Reading passage
"""

FIG. 2 depicts another process 200 of identifying a taxonomy that is specific to an enterprise, according to some embodiments. In Step 202, process 200 provides a set of digital documents of an enterprise. In step 204, process 200 provides a tag hierarchy. In step 206, process 200 extracts a set of keywords from the set of digital documents. Cluster the set of keywords into a keyword cluster. In step 210, process 200 selects a keyword from the keyword cluster. In step 212, process 200 determines that the keyword is in the tag hierarchy. In step 214, process 200 labels a document in the set of digital documents that includes the keyword with a tag from the keyword. In step 216, process 200 adds the keyword tag to a document tag list. In step 218, process 200 renders the document tag list in a searchable format.
Furthermore, process 200 can provide a provisional tag hierarchy. Process 200 can determine that the keyword is in the provisional tag hierarchy. Process 200 can increase a weight of a link in the provisional tag hierarchy. Process 200 can determine that the weight of the link achieves a specified value. Process 200 can add the tag to the document tag list.

"""

Material

"""

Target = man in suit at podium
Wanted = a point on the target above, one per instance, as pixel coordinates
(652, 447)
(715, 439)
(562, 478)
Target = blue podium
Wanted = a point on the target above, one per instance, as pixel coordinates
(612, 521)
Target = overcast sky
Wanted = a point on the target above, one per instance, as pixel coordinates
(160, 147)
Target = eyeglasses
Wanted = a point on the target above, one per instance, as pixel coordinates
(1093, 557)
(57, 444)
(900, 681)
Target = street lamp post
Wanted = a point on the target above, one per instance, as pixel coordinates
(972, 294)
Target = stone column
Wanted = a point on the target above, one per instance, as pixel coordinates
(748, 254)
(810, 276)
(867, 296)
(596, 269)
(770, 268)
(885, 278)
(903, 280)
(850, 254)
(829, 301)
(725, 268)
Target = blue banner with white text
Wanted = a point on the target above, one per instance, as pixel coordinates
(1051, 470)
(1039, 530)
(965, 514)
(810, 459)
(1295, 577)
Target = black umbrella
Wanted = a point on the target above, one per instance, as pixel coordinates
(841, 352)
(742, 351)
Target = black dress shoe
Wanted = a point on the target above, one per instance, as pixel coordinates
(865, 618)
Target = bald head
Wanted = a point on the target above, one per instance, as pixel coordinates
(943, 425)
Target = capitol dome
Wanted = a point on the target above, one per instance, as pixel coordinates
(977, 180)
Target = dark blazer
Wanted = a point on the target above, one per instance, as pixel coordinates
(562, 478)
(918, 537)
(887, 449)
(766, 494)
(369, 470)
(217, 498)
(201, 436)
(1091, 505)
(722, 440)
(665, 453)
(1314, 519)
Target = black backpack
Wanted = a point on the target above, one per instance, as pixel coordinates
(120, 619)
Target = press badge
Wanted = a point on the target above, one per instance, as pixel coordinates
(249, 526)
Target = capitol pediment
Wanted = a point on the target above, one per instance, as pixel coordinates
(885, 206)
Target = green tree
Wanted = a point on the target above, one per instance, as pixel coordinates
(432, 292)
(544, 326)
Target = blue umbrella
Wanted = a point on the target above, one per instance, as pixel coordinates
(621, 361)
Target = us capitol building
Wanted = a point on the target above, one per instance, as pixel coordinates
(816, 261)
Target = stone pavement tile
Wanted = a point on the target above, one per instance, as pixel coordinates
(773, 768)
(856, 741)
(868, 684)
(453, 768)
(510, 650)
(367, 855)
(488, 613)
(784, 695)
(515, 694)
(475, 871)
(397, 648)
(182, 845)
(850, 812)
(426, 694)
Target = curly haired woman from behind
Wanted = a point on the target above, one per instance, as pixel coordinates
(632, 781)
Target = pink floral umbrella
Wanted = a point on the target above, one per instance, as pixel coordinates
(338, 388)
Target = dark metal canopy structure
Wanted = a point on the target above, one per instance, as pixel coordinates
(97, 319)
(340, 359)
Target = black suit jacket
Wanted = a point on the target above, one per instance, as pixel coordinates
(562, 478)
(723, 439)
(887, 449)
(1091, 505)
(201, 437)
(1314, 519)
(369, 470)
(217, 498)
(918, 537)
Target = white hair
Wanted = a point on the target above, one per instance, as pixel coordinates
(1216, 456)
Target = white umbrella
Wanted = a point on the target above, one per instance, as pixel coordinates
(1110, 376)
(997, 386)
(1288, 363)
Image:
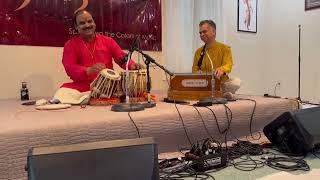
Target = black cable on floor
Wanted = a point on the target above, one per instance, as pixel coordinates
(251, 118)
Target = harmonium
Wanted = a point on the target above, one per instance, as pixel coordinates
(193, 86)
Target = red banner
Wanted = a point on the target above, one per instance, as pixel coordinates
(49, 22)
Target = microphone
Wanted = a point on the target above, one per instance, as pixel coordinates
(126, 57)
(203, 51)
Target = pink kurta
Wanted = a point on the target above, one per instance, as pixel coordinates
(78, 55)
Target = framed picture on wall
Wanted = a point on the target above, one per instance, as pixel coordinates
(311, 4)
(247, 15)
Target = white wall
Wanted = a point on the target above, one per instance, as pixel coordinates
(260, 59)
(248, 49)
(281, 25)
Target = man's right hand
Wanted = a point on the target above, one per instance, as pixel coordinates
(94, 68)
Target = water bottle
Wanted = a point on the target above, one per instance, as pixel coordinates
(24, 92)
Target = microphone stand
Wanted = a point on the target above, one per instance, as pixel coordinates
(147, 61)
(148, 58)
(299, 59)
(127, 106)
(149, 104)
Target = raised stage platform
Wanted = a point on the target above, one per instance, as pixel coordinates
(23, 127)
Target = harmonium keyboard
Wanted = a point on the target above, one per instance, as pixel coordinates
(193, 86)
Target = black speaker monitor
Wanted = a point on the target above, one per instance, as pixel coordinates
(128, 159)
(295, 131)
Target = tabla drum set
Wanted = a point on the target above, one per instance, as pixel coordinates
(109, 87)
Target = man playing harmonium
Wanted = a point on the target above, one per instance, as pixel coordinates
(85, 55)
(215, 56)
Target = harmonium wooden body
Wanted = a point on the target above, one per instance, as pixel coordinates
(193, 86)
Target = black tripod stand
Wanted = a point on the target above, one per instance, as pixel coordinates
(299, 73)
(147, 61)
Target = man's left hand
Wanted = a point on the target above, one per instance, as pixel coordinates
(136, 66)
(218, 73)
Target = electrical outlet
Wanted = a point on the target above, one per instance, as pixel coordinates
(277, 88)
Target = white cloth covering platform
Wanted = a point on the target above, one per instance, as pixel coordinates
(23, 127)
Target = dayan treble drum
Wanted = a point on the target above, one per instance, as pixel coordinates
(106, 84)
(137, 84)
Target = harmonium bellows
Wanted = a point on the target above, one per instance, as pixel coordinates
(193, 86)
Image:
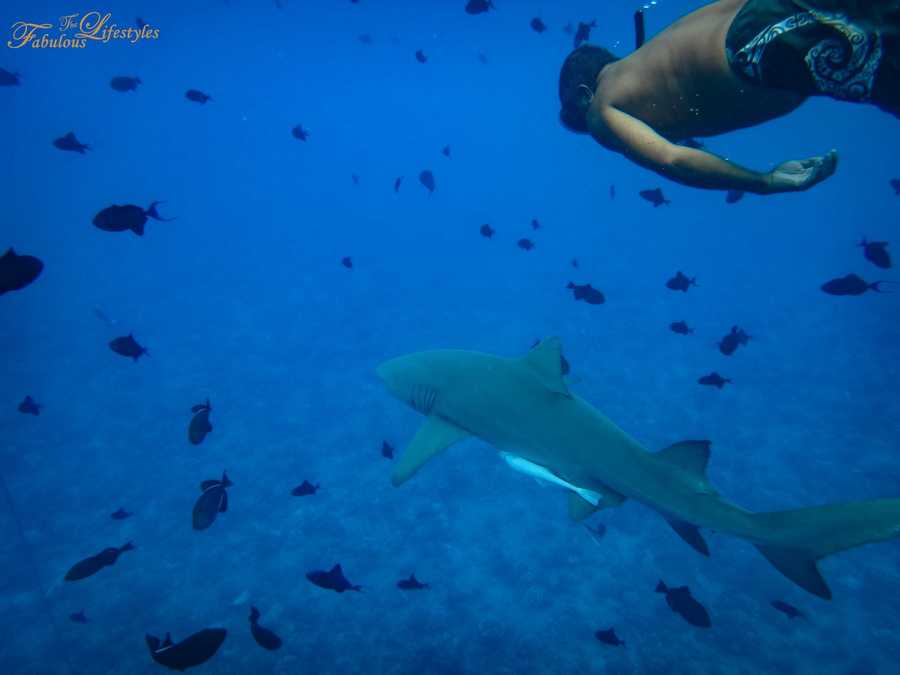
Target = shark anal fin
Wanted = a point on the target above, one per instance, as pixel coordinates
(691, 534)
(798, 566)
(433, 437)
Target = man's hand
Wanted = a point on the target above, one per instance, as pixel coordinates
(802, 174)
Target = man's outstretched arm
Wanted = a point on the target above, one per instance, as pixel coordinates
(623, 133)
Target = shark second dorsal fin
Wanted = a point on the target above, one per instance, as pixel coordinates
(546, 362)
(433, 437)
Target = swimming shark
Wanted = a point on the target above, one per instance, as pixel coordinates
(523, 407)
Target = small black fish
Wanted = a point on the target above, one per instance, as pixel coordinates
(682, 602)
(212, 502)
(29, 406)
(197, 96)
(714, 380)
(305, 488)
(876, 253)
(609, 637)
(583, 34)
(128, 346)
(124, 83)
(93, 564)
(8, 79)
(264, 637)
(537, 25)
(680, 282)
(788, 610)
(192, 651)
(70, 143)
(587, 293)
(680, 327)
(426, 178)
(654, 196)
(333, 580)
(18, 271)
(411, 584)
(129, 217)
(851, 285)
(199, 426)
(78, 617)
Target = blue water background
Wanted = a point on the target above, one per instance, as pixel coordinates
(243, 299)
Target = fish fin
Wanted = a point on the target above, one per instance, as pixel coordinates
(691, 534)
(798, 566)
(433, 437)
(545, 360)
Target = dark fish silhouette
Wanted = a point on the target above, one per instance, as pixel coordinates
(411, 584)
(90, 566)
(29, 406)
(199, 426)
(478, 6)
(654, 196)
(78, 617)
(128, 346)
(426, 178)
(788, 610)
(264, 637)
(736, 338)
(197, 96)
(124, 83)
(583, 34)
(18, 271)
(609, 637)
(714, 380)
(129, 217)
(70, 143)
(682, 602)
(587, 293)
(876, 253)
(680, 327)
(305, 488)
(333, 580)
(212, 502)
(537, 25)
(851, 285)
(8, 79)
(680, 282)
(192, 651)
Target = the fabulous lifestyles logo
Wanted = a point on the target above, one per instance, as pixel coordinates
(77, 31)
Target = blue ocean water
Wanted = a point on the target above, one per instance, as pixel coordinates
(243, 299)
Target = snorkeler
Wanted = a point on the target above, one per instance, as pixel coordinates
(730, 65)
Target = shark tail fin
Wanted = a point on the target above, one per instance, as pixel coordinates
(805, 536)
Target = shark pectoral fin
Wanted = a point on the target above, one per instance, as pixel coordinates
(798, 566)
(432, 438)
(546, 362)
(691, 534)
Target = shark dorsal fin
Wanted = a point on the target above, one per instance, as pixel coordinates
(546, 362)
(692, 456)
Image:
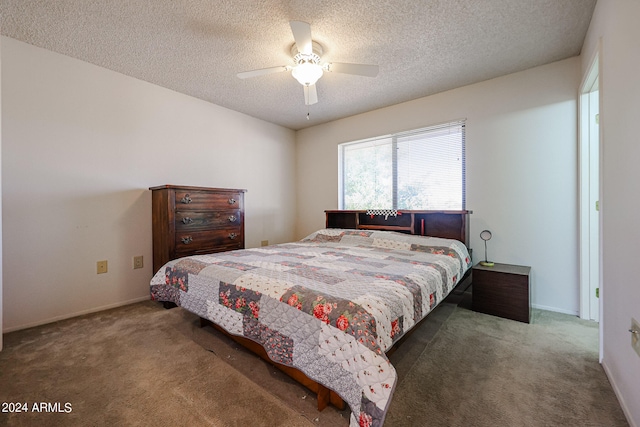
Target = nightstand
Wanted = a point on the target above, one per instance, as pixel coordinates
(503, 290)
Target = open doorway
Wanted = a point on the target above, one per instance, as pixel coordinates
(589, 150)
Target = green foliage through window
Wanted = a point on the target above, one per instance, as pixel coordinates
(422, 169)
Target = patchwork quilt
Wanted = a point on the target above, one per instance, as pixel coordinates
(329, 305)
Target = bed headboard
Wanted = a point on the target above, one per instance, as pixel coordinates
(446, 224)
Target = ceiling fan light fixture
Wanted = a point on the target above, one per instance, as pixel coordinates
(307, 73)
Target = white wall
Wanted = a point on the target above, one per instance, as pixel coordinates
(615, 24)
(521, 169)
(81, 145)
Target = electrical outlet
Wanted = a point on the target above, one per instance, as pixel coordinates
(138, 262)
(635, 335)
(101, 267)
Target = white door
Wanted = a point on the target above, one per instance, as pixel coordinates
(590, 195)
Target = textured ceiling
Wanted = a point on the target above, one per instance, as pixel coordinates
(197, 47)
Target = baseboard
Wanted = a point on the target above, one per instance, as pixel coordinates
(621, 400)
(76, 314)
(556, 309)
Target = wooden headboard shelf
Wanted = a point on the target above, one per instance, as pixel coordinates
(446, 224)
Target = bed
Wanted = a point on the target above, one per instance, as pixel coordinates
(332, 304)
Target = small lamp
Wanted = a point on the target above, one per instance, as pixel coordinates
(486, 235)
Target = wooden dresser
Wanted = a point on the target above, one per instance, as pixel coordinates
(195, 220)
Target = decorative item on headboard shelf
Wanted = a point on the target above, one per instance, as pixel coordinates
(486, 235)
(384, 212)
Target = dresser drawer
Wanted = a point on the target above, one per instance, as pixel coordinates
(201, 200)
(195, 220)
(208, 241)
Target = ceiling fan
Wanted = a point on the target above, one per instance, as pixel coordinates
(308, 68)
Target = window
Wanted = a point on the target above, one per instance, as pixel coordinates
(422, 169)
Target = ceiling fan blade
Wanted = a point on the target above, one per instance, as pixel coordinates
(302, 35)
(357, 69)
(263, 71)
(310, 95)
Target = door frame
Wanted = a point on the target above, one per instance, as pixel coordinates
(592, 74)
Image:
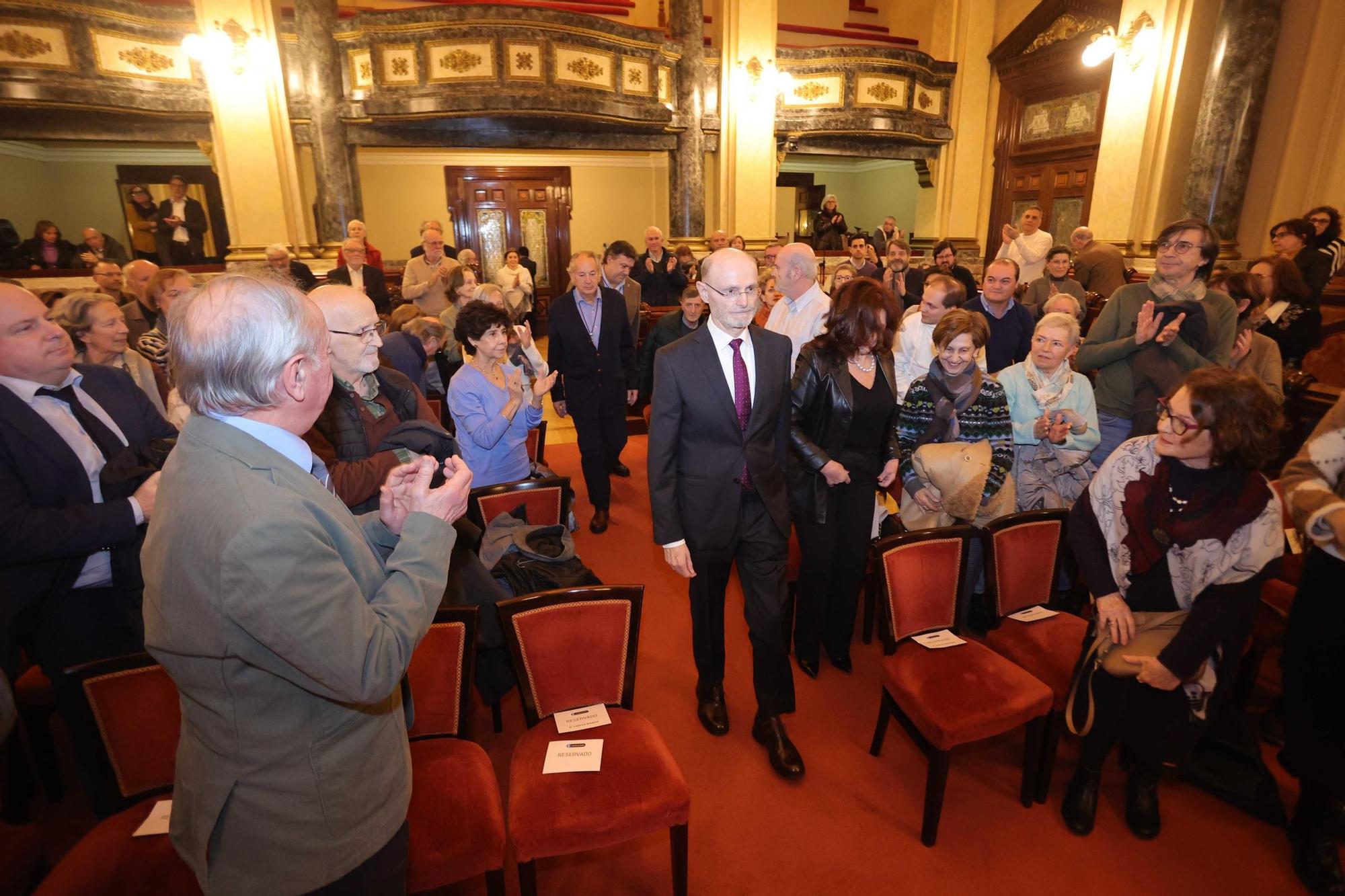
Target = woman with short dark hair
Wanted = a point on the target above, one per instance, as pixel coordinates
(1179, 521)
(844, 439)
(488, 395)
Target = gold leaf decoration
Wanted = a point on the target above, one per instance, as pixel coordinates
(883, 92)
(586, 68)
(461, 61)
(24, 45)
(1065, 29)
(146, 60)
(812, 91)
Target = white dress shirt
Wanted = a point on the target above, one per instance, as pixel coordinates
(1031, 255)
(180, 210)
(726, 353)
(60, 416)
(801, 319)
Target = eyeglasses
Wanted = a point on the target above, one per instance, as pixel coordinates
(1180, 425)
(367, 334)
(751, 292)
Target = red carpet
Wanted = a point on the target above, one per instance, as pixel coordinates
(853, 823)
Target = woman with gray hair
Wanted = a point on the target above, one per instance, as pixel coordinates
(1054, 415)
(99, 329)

"""

What is expected
Answer these questions from the passage on process 200.
(a) What does process 200 extract from the set of digital documents in step 206?
(b) In what format does process 200 render the document tag list in step 218?
(c) What must the weight of the link in the provisional tag hierarchy achieve?

Response to the task
(a) A set of keywords.
(b) A searchable format.
(c) A specified value.